• TO BE DONE: Rewrite the entries from the line with "forearm. For each one, return a bounding box." up to and including the line with "[464,273,590,402]", keeping every request line. Shift each bounding-box coordinate in the answers up by 61.

--- Start MATERIAL ---

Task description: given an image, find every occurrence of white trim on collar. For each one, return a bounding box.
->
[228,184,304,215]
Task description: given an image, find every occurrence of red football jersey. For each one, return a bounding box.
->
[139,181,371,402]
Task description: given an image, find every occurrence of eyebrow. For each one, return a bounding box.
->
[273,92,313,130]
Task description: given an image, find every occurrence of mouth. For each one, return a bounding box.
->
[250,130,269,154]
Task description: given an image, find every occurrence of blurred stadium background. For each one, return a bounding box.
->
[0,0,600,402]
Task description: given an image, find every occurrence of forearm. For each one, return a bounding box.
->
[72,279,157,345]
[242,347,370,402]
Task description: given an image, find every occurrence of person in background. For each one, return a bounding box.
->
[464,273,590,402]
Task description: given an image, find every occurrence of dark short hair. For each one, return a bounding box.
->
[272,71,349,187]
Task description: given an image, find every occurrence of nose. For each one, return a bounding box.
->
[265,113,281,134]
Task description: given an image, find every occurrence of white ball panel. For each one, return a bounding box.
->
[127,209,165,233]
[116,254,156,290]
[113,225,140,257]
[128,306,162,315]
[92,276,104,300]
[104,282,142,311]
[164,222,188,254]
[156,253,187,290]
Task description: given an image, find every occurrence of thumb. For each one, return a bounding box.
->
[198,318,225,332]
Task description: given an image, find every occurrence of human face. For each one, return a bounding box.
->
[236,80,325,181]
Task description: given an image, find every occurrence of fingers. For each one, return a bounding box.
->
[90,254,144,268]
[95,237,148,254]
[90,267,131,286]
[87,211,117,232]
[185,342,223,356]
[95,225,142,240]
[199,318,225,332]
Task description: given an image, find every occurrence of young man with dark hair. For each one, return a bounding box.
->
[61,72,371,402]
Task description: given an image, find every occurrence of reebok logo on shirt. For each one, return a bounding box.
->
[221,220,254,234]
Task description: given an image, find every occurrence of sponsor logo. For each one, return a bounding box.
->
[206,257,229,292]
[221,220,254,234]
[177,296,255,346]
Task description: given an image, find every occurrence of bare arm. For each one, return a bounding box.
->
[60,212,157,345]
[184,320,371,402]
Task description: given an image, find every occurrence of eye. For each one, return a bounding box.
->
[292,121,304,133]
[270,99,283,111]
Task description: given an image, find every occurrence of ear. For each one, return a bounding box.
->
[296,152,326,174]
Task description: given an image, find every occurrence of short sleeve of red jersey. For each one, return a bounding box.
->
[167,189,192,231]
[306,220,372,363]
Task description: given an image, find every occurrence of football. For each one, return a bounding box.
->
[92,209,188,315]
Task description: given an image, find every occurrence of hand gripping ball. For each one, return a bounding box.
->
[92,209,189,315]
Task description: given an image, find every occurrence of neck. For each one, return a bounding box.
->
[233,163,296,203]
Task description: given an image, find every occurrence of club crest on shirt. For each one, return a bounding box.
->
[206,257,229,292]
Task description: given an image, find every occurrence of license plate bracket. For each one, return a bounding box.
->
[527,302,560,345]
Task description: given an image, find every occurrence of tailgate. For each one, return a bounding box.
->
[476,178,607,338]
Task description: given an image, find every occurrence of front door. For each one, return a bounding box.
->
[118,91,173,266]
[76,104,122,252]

--- End MATERIAL ---

• RESULT FOR THIS EXERCISE:
Task description: given an image, find every occurrence of forearm. For each one, return a bounding box.
->
[133,340,218,406]
[303,408,431,463]
Task description: given an image, find every occurrence of person in background. For each one, return a bounding box.
->
[525,334,651,463]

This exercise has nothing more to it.